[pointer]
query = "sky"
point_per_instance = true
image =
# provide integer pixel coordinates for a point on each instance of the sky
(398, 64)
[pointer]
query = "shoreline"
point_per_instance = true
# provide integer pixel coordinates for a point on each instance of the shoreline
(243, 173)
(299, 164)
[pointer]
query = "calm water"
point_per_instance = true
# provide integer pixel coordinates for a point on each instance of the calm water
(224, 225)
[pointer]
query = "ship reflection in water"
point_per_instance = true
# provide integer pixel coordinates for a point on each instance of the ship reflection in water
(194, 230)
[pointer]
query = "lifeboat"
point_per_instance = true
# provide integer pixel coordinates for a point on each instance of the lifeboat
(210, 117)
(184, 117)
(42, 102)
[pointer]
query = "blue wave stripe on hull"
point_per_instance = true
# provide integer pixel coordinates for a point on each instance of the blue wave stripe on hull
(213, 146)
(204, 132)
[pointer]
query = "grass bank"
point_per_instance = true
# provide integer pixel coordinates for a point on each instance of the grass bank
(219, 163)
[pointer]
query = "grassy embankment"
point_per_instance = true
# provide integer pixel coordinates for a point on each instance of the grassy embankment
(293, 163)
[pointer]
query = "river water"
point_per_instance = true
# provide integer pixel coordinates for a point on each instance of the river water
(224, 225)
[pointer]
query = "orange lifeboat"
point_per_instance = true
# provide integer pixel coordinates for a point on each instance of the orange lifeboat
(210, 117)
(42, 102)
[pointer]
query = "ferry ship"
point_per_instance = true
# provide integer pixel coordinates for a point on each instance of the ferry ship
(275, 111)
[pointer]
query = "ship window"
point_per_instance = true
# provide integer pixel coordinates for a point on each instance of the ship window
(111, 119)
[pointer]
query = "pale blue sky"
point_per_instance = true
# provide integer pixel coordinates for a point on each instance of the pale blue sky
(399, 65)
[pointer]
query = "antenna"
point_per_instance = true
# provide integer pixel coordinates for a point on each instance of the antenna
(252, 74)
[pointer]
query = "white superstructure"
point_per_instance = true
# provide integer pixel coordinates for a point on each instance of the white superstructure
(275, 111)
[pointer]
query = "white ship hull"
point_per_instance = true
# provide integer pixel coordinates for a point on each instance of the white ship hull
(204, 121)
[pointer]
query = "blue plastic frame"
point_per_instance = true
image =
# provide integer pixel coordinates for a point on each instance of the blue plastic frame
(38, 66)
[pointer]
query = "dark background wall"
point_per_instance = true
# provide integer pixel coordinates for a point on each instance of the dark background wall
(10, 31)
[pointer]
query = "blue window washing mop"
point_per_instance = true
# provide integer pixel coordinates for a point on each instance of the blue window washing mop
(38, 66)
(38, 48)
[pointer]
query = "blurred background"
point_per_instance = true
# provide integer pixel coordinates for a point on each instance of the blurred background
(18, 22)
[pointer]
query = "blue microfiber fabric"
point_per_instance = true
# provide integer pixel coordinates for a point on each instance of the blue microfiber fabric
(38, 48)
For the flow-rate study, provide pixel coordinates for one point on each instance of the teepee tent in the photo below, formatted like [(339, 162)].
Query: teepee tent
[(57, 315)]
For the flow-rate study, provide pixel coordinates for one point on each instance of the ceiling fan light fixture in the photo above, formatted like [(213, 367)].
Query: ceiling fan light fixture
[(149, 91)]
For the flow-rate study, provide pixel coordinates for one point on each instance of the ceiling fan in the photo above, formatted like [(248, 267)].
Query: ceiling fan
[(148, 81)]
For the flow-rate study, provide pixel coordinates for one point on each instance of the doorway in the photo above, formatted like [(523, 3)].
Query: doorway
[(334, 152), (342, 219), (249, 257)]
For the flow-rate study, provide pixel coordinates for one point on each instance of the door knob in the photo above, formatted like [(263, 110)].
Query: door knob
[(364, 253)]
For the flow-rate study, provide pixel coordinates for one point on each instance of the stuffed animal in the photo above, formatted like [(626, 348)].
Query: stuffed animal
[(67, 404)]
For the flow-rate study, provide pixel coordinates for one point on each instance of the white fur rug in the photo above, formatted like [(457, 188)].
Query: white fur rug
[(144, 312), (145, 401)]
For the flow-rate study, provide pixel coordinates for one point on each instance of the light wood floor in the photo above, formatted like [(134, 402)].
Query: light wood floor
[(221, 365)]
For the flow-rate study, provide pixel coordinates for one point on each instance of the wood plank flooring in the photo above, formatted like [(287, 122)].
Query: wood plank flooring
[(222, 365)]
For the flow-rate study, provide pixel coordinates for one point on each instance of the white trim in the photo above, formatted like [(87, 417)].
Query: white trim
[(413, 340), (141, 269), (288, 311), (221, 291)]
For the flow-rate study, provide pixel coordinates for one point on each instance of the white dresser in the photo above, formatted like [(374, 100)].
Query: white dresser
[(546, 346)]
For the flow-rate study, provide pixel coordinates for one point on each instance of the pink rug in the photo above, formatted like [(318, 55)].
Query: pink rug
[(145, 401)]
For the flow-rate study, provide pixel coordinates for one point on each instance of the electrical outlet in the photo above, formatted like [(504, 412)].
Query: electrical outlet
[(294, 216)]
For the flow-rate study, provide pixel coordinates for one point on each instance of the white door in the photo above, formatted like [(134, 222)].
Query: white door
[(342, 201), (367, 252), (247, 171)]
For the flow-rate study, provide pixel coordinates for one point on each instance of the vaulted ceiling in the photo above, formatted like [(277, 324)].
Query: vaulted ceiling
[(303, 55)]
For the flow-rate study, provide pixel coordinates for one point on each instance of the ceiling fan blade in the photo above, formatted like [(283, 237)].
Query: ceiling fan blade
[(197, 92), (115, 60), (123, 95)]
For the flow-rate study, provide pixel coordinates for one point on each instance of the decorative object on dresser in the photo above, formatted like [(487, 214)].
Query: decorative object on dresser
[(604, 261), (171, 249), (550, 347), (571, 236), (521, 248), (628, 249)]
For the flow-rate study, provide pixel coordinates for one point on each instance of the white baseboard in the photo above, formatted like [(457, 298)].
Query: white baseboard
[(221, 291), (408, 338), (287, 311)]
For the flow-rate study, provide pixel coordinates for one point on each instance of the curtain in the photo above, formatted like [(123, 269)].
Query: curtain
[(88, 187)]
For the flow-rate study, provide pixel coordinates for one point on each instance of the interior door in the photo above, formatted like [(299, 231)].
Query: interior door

-=-=-=-=-

## To do
Reproduce the entire listing above, substituting "pixel positions" for every occurrence of "pixel coordinates" and leaving everything else untouched.

## Problem solution
[pointer]
query = "sky"
point_per_instance = true
image =
# provide integer pixel positions for a point on each instance of the sky
(398, 64)
[pointer]
query = "shoreline"
point_per_instance = true
# provide integer pixel positions for a point on each instance of the shoreline
(243, 173)
(299, 164)
[pointer]
query = "calm water"
point_per_instance = true
# provide integer pixel positions for a point on each instance of the calm water
(224, 225)
[pointer]
query = "ship reflection in water"
point_per_instance = true
# provide integer pixel positions for a point on each instance of the ship reflection in water
(194, 230)
[pointer]
query = "lifeboat"
point_per_instance = true
# provide integer pixel positions for a point on each instance of the lifeboat
(210, 117)
(184, 117)
(42, 102)
[pointer]
query = "blue wave stripe on hull"
point_per_instance = true
# provide integer pixel positions for a point on each instance of the blue wave stripe on hull
(213, 146)
(204, 132)
[pointer]
query = "grass bank"
point_per_instance = true
# provide integer pixel positions for a point on each instance of the grass bank
(219, 163)
[pointer]
query = "grassy embankment"
point_per_instance = true
# provide integer pixel positions for a point on each instance of the grassy embankment
(293, 163)
[pointer]
query = "river water"
point_per_instance = true
# provide integer pixel positions for a point on each instance of the river water
(224, 225)
[pointer]
query = "orange lifeboat"
point_per_instance = true
# provide integer pixel positions for a point on each instance of the orange lifeboat
(210, 117)
(42, 102)
[pointer]
query = "ferry ship"
point_per_instance = true
# provide integer pixel positions for a point on each instance of the ferry ship
(275, 111)
[pointer]
query = "ship window"
point_per_instance = true
# provide integer pixel positions for a point on each instance of the ship window
(111, 119)
[pointer]
query = "pale blue sky"
point_per_instance = true
# provide integer pixel positions for a point on each instance of the pale blue sky
(399, 65)
[pointer]
query = "antenna"
point_per_instance = true
# provide integer pixel positions for a point on each instance of the antenna
(252, 74)
[pointer]
query = "white superstructure"
point_per_instance = true
# provide integer pixel positions for a point on each instance of the white superstructure
(275, 111)
[pointer]
query = "white ship hull"
point_per_instance = true
# provide integer pixel positions for a point on each instance of the white ship hull
(204, 121)
[pointer]
query = "blue plastic frame"
point_per_instance = true
image =
# provide integer pixel positions for a point on each instance of the blue plastic frame
(38, 66)
[pointer]
query = "dark background wall"
point_per_instance = true
# provide integer pixel positions for a point on each instance of the dark background wall
(10, 31)
[pointer]
query = "blue window washing mop"
point_per_instance = true
# provide integer pixel positions for a point on each instance of the blue window washing mop
(38, 66)
(38, 48)
[pointer]
query = "blurred background"
point_per_instance = true
# provide integer pixel positions for a point on each instance of the blurred background
(18, 22)
[pointer]
query = "blue microfiber fabric"
point_per_instance = true
# provide integer pixel positions for a point on each instance of the blue microfiber fabric
(38, 48)
For the flow-rate study, provide pixel positions for one point on each instance of the teepee tent in the photo below, formatted like [(339, 162)].
Query: teepee tent
[(57, 315)]
For the flow-rate study, provide pixel positions for one point on each instance of the ceiling fan light fixture in the photo above, formatted like [(213, 367)].
Query: ceiling fan light fixture
[(149, 91)]
For the flow-rate study, provide pixel positions for one point on each instance of the ceiling fan in the photo above, formatted like [(248, 267)].
Query: ceiling fan
[(148, 81)]
For the flow-rate study, provide pixel positions for one point on each instance of the doorway in the photo above, formatted like [(523, 3)].
Query: doorway
[(334, 152), (342, 219), (249, 257)]
For the flow-rate study, provide pixel positions for one point on each instance of the door knob in the photo above, formatted like [(263, 110)].
Query: door knob
[(364, 253)]
For the flow-rate study, provide pixel positions for one point on each instance of the stuffed animal in the photo above, formatted like [(626, 348)].
Query: stuffed animal
[(67, 404)]
For the flow-rate study, provide pixel positions for one point on each instance of the white fur rug in the photo above, formatted like [(457, 188)].
Query: white fur rug
[(144, 312), (145, 401)]
For the flow-rate study, provide pixel positions for one point on each instance of the light wood floor in the photo above, formatted like [(134, 402)].
Query: light wood floor
[(221, 365)]
For the flow-rate study, provide pixel positions for one point on each instance of the wood plank flooring in the photo above, formatted like [(287, 122)].
Query: wood plank flooring
[(222, 365)]
For the flow-rate study, provide pixel positions for one point on each instance of the white trim in the photo above, formatted like [(87, 417)].
Query: white trim
[(413, 340), (141, 269), (288, 311), (221, 291)]
For the flow-rate study, provide pixel positions for one point on each instance of the white dresser in the photo above, formatted like [(374, 100)].
Query: white dresser
[(546, 346)]
For the flow-rate study, provide pixel positions for one point on each instance of the pink rug in the photo above, formatted like [(318, 55)].
Query: pink rug
[(145, 401)]
For the flow-rate study, provide pixel positions for one point on each instance of the electrical outlet in the photo above, formatted like [(504, 412)].
Query: electrical outlet
[(294, 216)]
For the flow-rate study, provide pixel positions for one point on each instance of the white door in the photo above, formatted like [(134, 222)].
Query: white door
[(342, 201), (367, 252), (247, 171)]
For the flow-rate study, provide pixel positions for one point on each instance of the vaulted ceiling in the photo above, formatted like [(277, 324)].
Query: vaulted ceiling
[(303, 55)]
For the flow-rate study, provide pixel positions for one point on each instance of the ceiling fan blade in the photo above, formatted like [(283, 237)].
Query: ceiling fan blade
[(197, 92), (115, 60), (123, 95)]
For the flow-rate study, provide pixel positions for one point on each instance of the decorative object on dresser in the photo above, formatted like [(487, 214)].
Query: decorative object on dresser
[(604, 261), (171, 249), (550, 347), (571, 236), (521, 248), (628, 249)]
For the flow-rate study, provide pixel positions for one point on each instance of the white baseboard in the photo above, formatted like [(457, 298)].
Query: white baseboard
[(221, 291), (408, 338), (287, 311)]
For the flow-rate study, provide pixel positions for one point on each instance of the curtain in the photo above, formatted like [(123, 269)].
Query: curtain
[(88, 187)]
For the flow-rate study, provide pixel positions for one point on each instance of the interior door in the photo above, formatted like [(299, 231)].
Query: interior door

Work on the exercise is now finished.